### Tasks to complete
1. Please retype the part of the Fortran OpenMP thread that opens with the words containing "I have a piece" and ends with "real(kind=8),allocatable :: y(:)".
2. Turn the listing, from its first line through the line containing "[722,221,787,299]", into a numbered list and drop any blank lines. Omit the pictures.

#### Extract ####

By the way, be careful with your variable initialization... You assign reals to integers, and do mixed type arithmetics. Be careful with this as it might lead to unexpected results. Use your compiler to detect those issues.
I have a piece of experimental code that works perfectly with serial compilation and execution. When I compile it with openmp option on ifort (on ubuntu), the compilation goes on fine but the execution stops abruptly. The code is as follows:
!!!!!!!! module
module array
implicit none
real(kind=8),allocatable :: y(:)
end module array
module nonarray
implicit none
real(kind=8):: aa
end module nonarray
use nonarray; use array
implicit none
integer(kind=8):: iter,i
integer(kind=8),parameter:: id=1
real(kind=8),allocatable:: yt(:)

#### Extracted material ####

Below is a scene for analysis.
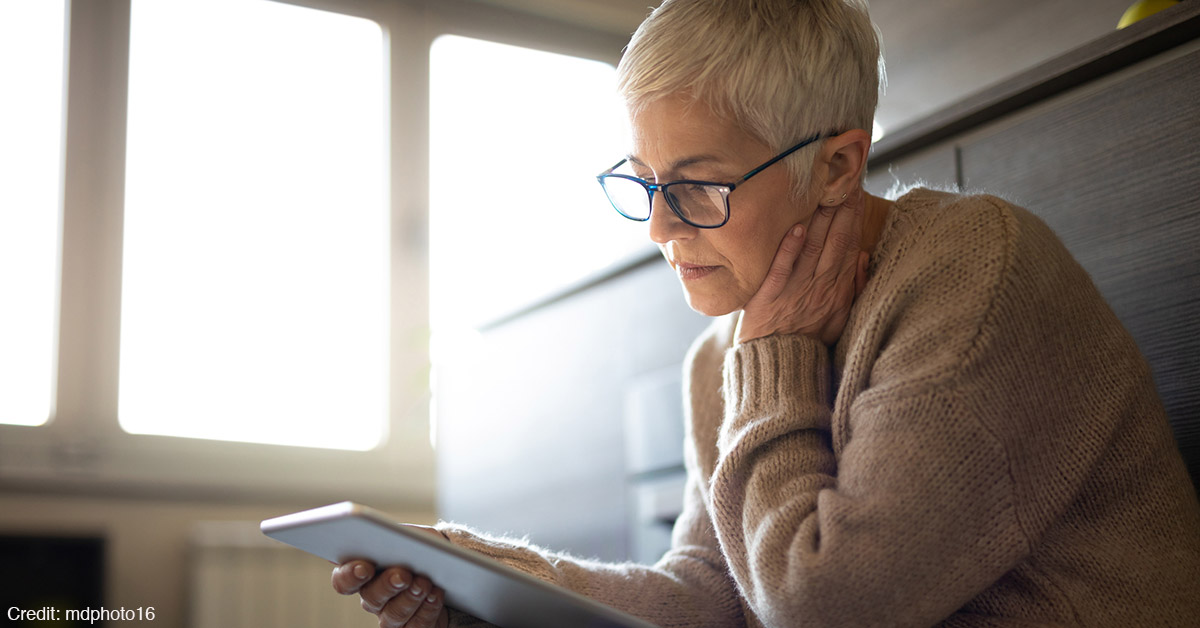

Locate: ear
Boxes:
[812,128,871,204]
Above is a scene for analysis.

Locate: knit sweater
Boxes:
[438,189,1200,628]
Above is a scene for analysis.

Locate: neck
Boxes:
[863,192,895,253]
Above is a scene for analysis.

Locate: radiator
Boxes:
[187,521,379,628]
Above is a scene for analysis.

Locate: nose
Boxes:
[650,193,700,244]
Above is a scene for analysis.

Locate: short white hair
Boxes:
[617,0,883,196]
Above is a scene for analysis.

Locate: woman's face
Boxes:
[630,97,816,316]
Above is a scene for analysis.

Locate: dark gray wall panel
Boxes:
[960,44,1200,480]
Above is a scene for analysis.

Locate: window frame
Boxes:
[0,0,626,504]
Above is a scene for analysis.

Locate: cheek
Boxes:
[722,221,787,299]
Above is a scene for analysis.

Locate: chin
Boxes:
[683,288,745,318]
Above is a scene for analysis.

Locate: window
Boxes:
[430,36,649,342]
[0,0,66,425]
[119,0,390,450]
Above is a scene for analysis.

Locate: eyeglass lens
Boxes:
[604,177,725,227]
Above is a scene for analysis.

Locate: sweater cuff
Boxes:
[724,334,830,430]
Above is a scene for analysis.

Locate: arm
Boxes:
[713,336,1027,626]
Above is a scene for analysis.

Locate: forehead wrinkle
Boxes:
[625,154,724,172]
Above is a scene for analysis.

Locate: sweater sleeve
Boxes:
[712,329,1026,627]
[437,465,744,628]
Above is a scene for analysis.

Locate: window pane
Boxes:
[119,0,389,449]
[430,36,649,342]
[0,0,66,425]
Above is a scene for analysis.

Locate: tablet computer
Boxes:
[262,502,654,628]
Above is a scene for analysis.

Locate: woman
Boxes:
[334,0,1200,628]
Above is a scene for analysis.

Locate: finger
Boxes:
[406,588,444,628]
[330,561,374,596]
[359,567,413,615]
[854,251,871,298]
[796,205,836,277]
[755,225,805,300]
[816,195,864,280]
[379,576,437,628]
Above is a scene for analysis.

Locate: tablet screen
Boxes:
[262,502,654,628]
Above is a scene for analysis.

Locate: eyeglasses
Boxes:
[596,133,822,229]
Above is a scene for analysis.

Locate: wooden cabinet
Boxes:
[437,2,1200,561]
[868,11,1200,492]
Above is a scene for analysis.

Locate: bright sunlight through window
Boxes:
[119,0,389,450]
[430,36,649,348]
[0,0,66,425]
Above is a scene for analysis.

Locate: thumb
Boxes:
[854,251,871,299]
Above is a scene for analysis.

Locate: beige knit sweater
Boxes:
[438,190,1200,627]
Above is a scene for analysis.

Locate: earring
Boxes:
[822,195,847,208]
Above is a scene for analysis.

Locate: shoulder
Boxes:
[864,189,1106,389]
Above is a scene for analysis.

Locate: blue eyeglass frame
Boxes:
[596,133,829,229]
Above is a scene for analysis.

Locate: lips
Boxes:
[672,262,721,281]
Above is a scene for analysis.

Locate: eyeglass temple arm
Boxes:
[596,157,629,177]
[739,133,821,181]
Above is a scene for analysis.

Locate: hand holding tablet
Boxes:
[331,525,450,628]
[262,502,654,628]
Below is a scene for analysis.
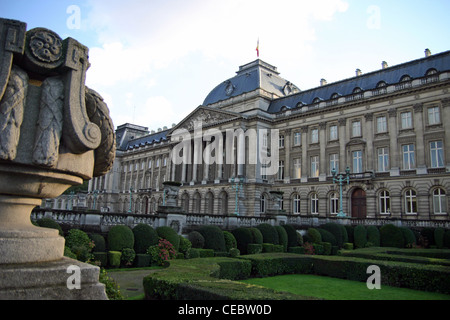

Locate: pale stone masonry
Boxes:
[70,51,450,220]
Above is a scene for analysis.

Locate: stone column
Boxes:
[388,108,400,176]
[414,103,427,174]
[0,19,116,300]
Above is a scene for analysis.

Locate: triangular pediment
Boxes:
[172,106,244,132]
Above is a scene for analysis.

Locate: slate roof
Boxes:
[203,59,300,106]
[268,51,450,113]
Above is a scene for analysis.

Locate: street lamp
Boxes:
[128,187,133,213]
[232,177,244,216]
[331,167,350,218]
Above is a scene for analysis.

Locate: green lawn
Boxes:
[242,274,450,300]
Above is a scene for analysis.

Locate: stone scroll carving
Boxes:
[0,67,28,160]
[0,19,115,176]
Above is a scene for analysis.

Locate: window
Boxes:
[402,144,416,170]
[377,116,387,133]
[311,129,319,143]
[430,141,444,168]
[311,193,319,214]
[330,192,339,214]
[352,121,361,137]
[400,111,412,129]
[330,153,339,174]
[405,189,417,214]
[377,148,389,172]
[330,125,338,141]
[379,190,391,214]
[352,150,362,173]
[278,160,284,180]
[311,156,319,178]
[278,134,284,148]
[292,194,300,214]
[428,106,441,125]
[433,188,447,214]
[294,158,302,179]
[259,195,266,213]
[294,132,302,146]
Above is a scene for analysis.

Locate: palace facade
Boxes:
[70,50,450,220]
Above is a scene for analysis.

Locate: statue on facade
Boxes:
[0,19,115,298]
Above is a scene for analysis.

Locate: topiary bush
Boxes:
[231,227,253,254]
[188,231,205,249]
[223,231,237,252]
[366,226,381,247]
[198,226,226,252]
[317,228,337,246]
[256,223,279,244]
[36,218,64,237]
[274,226,288,252]
[281,224,299,247]
[400,227,417,248]
[133,223,158,254]
[353,225,367,248]
[156,226,180,251]
[66,229,93,251]
[307,228,322,243]
[108,225,134,251]
[248,228,263,244]
[380,224,405,248]
[434,227,445,249]
[320,222,348,248]
[89,233,106,252]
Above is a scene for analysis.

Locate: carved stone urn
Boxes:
[0,19,115,298]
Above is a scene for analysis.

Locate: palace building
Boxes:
[75,50,450,220]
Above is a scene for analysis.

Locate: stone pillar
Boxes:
[388,109,400,176]
[0,19,115,299]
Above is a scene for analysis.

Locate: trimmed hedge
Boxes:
[108,225,134,251]
[133,223,158,254]
[380,224,405,248]
[274,226,288,252]
[188,231,205,249]
[231,227,253,254]
[281,224,298,247]
[256,223,279,244]
[353,225,367,248]
[366,226,381,247]
[198,226,226,252]
[108,251,122,268]
[156,226,180,251]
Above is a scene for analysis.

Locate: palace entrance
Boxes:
[352,188,367,219]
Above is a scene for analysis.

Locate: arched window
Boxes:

####

### Results for the exercise
1.
I have a piece of experimental code that works perfectly with serial compilation and execution. When I compile it with openmp option on ifort (on ubuntu), the compilation goes on fine but the execution stops abruptly. The code is as follows:
!!!!!!!! module
module array
implicit none
real(kind=8),allocatable :: y(:)

2.
1. Below is a scene for analysis.
2. Locate: ear
3. Boxes:
4. [812,128,871,204]
5. Above is a scene for analysis.
6. Locate: knit sweater
7. Boxes:
8. [438,189,1200,628]
9. Above is a scene for analysis.
10. Locate: neck
11. Boxes:
12. [863,192,895,253]
13. Above is a scene for analysis.
14. Locate: radiator
15. Boxes:
16. [187,521,379,628]
17. Above is a scene for analysis.
18. Locate: nose
19. Boxes:
20. [650,193,700,244]
21. Above is a scene for analysis.
22. Locate: short white hair
23. Boxes:
24. [617,0,883,196]
25. Above is a scene for analysis.
26. Locate: woman's face
27. Boxes:
28. [630,97,816,316]
29. Above is a scene for analysis.
30. Locate: dark gray wall panel
31. Boxes:
32. [960,44,1200,480]
33. Above is a scene for analysis.
34. Locate: window frame
35. Boxes:
36. [0,0,626,504]
37. Above is a scene for analysis.
38. Locate: cheek
39. Boxes:
40. [722,221,787,299]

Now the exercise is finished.